Instructions for the task: Every line from the one with "Which spot lies innermost in each instance of the group" to the end of the data needs to be copied exactly, and no line before it.

Information provided:
[Start]
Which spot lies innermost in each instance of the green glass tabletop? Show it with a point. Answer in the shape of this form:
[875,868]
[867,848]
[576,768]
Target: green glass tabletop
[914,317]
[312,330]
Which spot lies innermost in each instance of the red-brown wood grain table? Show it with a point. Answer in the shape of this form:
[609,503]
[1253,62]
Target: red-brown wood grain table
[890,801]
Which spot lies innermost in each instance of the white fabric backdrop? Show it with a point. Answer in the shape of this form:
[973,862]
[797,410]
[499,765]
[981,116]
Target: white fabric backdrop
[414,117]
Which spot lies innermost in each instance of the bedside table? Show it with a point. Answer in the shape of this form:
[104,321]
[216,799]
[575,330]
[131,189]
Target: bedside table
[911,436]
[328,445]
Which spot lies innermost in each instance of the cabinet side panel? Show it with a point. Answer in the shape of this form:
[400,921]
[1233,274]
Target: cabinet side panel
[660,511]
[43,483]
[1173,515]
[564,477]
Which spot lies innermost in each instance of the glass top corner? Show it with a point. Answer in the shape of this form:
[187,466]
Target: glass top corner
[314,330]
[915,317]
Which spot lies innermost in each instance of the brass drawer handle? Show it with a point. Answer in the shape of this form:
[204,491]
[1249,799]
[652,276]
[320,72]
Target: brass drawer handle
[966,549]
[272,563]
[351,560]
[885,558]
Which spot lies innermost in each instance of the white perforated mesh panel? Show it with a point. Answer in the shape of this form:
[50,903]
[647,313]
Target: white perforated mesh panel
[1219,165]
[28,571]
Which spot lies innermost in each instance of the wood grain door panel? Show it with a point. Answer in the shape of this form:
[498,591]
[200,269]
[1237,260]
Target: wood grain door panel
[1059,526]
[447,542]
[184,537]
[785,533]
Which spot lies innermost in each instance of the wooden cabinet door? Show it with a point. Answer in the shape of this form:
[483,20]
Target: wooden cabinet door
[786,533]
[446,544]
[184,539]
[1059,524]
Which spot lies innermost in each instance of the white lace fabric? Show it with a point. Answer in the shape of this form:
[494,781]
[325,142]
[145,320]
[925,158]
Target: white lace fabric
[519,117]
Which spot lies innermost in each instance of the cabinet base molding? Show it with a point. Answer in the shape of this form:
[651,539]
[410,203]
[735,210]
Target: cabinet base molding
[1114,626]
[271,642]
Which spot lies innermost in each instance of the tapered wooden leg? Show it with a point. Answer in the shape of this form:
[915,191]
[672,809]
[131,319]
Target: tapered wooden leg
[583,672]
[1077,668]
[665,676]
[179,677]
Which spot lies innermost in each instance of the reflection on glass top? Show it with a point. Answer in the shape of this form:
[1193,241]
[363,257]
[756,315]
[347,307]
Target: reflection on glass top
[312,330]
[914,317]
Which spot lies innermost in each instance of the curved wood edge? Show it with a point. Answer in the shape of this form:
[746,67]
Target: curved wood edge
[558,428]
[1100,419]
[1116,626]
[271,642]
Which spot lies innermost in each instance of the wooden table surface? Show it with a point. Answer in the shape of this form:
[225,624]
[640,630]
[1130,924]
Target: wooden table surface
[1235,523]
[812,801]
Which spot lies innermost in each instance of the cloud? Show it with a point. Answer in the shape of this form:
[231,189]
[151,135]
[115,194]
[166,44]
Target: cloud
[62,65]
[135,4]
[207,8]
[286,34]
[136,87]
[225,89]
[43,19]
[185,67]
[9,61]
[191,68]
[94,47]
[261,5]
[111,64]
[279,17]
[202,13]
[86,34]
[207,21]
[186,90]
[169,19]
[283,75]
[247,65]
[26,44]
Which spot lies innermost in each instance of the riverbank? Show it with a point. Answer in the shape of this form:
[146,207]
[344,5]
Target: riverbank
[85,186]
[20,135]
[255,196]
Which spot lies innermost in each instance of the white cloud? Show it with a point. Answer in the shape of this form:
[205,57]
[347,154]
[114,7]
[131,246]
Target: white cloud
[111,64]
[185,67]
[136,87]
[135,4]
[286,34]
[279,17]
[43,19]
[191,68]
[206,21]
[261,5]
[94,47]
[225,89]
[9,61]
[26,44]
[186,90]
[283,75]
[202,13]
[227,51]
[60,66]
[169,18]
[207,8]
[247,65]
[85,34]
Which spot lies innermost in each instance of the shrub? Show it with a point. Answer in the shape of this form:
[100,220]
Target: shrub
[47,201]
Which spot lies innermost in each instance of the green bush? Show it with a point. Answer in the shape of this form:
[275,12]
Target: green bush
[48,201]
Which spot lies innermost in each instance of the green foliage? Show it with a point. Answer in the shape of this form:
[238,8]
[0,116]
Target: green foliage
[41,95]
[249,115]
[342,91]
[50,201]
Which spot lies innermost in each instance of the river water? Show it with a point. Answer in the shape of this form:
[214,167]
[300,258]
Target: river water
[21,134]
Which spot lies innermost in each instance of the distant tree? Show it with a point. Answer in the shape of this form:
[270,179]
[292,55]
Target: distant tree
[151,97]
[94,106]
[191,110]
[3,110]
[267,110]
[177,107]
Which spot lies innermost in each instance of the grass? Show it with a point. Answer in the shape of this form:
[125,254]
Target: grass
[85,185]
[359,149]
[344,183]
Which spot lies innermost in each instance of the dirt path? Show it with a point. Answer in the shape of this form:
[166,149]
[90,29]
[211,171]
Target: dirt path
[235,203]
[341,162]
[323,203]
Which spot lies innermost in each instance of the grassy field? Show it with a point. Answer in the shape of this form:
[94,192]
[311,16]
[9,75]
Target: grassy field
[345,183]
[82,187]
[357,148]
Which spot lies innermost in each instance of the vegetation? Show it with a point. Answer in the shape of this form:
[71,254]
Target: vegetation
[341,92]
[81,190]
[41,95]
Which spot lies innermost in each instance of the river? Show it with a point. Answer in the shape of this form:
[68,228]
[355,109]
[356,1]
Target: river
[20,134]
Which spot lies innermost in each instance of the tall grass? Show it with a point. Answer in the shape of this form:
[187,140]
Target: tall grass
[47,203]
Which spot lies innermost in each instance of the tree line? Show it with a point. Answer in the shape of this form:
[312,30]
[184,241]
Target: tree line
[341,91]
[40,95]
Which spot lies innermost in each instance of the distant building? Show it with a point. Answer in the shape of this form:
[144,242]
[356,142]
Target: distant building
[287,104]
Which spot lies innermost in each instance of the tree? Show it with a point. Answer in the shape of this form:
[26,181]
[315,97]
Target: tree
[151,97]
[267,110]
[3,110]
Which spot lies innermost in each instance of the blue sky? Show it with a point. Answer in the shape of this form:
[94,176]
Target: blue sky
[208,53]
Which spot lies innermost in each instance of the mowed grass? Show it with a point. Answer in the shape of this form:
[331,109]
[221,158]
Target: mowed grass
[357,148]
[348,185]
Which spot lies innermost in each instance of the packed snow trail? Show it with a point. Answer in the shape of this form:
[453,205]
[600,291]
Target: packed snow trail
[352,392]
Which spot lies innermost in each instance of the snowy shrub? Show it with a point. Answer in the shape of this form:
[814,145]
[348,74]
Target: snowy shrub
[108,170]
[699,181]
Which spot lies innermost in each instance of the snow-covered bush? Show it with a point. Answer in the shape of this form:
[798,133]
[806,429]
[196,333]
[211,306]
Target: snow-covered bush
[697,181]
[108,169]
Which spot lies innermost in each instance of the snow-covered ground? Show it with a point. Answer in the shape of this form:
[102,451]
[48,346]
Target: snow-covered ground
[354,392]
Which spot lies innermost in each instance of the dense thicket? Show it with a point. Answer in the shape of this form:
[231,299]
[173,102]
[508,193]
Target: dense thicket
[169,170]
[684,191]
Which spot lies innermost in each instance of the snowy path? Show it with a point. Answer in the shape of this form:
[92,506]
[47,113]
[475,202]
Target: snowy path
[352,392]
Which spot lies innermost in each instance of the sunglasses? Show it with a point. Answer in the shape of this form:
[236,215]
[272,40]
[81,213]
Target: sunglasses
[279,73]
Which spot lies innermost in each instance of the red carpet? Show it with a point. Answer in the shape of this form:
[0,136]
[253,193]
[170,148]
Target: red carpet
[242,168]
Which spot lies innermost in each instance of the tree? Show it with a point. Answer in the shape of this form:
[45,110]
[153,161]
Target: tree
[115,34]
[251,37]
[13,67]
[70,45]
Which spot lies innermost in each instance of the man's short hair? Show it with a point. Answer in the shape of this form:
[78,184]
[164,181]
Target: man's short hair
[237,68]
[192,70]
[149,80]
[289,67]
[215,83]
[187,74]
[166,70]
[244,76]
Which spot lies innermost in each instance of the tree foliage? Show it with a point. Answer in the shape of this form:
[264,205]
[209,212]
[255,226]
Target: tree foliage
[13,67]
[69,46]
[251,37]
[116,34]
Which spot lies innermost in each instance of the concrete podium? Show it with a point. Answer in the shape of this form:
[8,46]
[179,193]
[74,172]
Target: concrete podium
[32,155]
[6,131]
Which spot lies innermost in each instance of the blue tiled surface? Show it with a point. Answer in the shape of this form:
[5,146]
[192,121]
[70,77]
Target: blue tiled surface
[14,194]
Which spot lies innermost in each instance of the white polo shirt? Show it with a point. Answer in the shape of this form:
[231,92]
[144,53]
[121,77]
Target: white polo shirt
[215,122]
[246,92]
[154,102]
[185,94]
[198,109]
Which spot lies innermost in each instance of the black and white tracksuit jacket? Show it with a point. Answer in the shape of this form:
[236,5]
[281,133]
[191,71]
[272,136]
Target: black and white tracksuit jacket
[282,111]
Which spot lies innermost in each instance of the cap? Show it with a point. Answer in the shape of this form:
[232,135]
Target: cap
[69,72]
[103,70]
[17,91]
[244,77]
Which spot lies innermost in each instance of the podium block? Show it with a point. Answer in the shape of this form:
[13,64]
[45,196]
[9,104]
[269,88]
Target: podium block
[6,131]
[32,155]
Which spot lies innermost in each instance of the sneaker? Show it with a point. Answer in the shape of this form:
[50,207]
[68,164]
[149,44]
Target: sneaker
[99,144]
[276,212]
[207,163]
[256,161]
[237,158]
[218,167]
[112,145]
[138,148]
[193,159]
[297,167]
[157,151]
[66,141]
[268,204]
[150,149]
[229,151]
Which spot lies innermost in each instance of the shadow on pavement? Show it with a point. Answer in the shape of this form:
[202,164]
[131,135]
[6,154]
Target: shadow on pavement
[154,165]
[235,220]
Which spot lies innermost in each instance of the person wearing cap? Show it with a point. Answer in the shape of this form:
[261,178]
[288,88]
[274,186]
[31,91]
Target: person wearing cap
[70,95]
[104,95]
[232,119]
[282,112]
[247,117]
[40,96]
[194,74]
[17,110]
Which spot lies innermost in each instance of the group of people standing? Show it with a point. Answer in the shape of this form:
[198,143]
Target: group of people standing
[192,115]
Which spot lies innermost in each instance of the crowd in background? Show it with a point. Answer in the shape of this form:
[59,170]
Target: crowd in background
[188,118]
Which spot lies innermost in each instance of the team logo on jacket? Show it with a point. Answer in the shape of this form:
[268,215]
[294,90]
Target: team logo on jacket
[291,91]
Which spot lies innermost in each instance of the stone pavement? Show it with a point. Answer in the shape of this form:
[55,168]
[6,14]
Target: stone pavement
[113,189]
[End]
The answer:
Which spot lies innermost in each instance of the group of people standing? Show it with a point. Answer in the shape of this form:
[198,143]
Target: group of people standing
[192,115]
Which spot lies innermost in each instance of the crowd in background? Show it with a point. Answer in the shape of this form:
[59,170]
Target: crowd in background
[188,118]
Which spot lies innermost in each instance of the team logo on jacket? Show it with a point. Answer in the shape of this form:
[268,215]
[294,90]
Target: team logo on jacket
[291,91]
Which spot lies innermost in each instance of the stone pavement? Show it with a point. Answer in the shape of this form:
[55,168]
[6,14]
Target: stone pavement
[113,189]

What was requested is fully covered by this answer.